JOBS:
- A) List every dollar amount that appears in the Channel acquisition text.
- B) Copy word for word the passage of the Channel acquisition text starting at "COST OF SALES." and ending at "distance service provider.".

TEXT:
——

On May 28, 1998, the Company acquired 100% of the outstanding stock of 
Channel Telecom,  Inc., ("Channel") headquartered in Toronto, Canada.  
Channel is the fourth largest facility-based provider of prepaid calling 
cards in Canada.  The transaction had been approved by the Company's Board of
Directors and ratified at the Company's Annual Meeting of Shareholders.  

Under the terms of the agreement, the Company exchanged 4,184,810 shares of 
Company common stock and $37,500 in cash for all of Channel's outstanding 
shares.  The effective date of the transaction will be January 1, 1998. The 
operating results of Channel have been presented in the financial statements 
as of January 1, 1998.  


QUARTER ENDED JUNE 30, 1998 COMPARED TO JUNE 30, 1997


NET REVENUES.  Net revenues increased $166,043 or 18% from $944,768 for the 
quarter ended June 30, 1997.  Revenues are primarily generated from the 
Company's interactive voice response products and services and prepaid phone 
calling cards. The increase in revenue is primarily attributable to the 
acquisition of Channel effective January 1, 1998.

COST OF SALES.  Cost of sales increased $24,835 or 5% from $533,714 for the 
quarter ended June 30, 1997.  The cost of sales percentage to net revenues 
decreased from 57% to 50%, thus gross profit margin increased 
correspondingly.  Cost of sales primarily represents the long distance minutes 
purchased to service the interactive voice response products and services 
along with the prepaid phone calling cards.  The Company purchases long 
distance minutes from a highly competitive service market.  In late fourth 
quarter 1997, the Company was able to renegotiate its long distance per 
minute rate with its current service provider.  The Company expects its 
interactive voice response gross profit percentage to increase in 1998 as a 
result of its affiliation with its long distance service provider.

——

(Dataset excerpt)
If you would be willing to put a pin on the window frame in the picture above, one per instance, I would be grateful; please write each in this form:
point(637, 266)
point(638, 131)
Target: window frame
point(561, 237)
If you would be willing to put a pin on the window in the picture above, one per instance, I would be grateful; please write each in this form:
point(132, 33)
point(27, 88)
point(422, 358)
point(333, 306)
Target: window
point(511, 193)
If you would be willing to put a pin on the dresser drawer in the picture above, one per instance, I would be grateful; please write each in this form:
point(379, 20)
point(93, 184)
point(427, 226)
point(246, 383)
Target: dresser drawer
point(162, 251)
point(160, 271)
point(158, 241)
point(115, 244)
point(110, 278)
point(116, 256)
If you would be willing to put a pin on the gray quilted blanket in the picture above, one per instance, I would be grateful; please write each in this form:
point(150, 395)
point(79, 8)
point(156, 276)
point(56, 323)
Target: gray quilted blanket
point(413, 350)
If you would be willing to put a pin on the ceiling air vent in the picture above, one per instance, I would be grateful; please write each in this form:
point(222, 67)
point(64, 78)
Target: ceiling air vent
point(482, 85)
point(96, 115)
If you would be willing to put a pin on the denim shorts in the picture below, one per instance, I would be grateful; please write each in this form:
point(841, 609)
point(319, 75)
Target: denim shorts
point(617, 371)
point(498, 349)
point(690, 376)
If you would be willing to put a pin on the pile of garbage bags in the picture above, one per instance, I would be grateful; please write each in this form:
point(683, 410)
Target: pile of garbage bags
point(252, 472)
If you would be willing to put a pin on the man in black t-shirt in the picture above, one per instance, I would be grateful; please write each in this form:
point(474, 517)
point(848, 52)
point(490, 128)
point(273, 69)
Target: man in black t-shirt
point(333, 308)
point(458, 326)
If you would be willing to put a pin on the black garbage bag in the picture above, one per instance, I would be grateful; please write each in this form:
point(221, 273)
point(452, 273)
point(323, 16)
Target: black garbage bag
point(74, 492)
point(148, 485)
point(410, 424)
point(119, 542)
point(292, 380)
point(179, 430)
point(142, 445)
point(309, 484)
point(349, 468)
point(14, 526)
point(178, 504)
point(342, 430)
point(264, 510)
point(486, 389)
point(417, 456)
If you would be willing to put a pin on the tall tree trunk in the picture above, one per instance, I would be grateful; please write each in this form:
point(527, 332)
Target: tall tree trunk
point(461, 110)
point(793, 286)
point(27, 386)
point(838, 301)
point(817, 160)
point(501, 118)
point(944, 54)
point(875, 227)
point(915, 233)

——

RESPONSES TO THE EXERCISE:
- A)
$37,500
$166,043
$944,768
$24,835
$533,714

- B)
COST OF SALES.  Cost of sales increased $24,835 or 5% from $533,714 for the 
quarter ended June 30, 1997.  The cost of sales percentage to net revenues 
decreased from 57% to 50%, thus gross profit margin increased 
correspondingly.  Cost of sales primarily represents the long distance minutes 
purchased to service the interactive voice response products and services 
along with the prepaid phone calling cards.  The Company purchases long 
distance minutes from a highly competitive service market.  In late fourth 
quarter 1997, the Company was able to renegotiate its long distance per 
minute rate with its current service provider.  The Company expects its 
interactive voice response gross profit percentage to increase in 1998 as a 
result of its affiliation with its long distance service provider.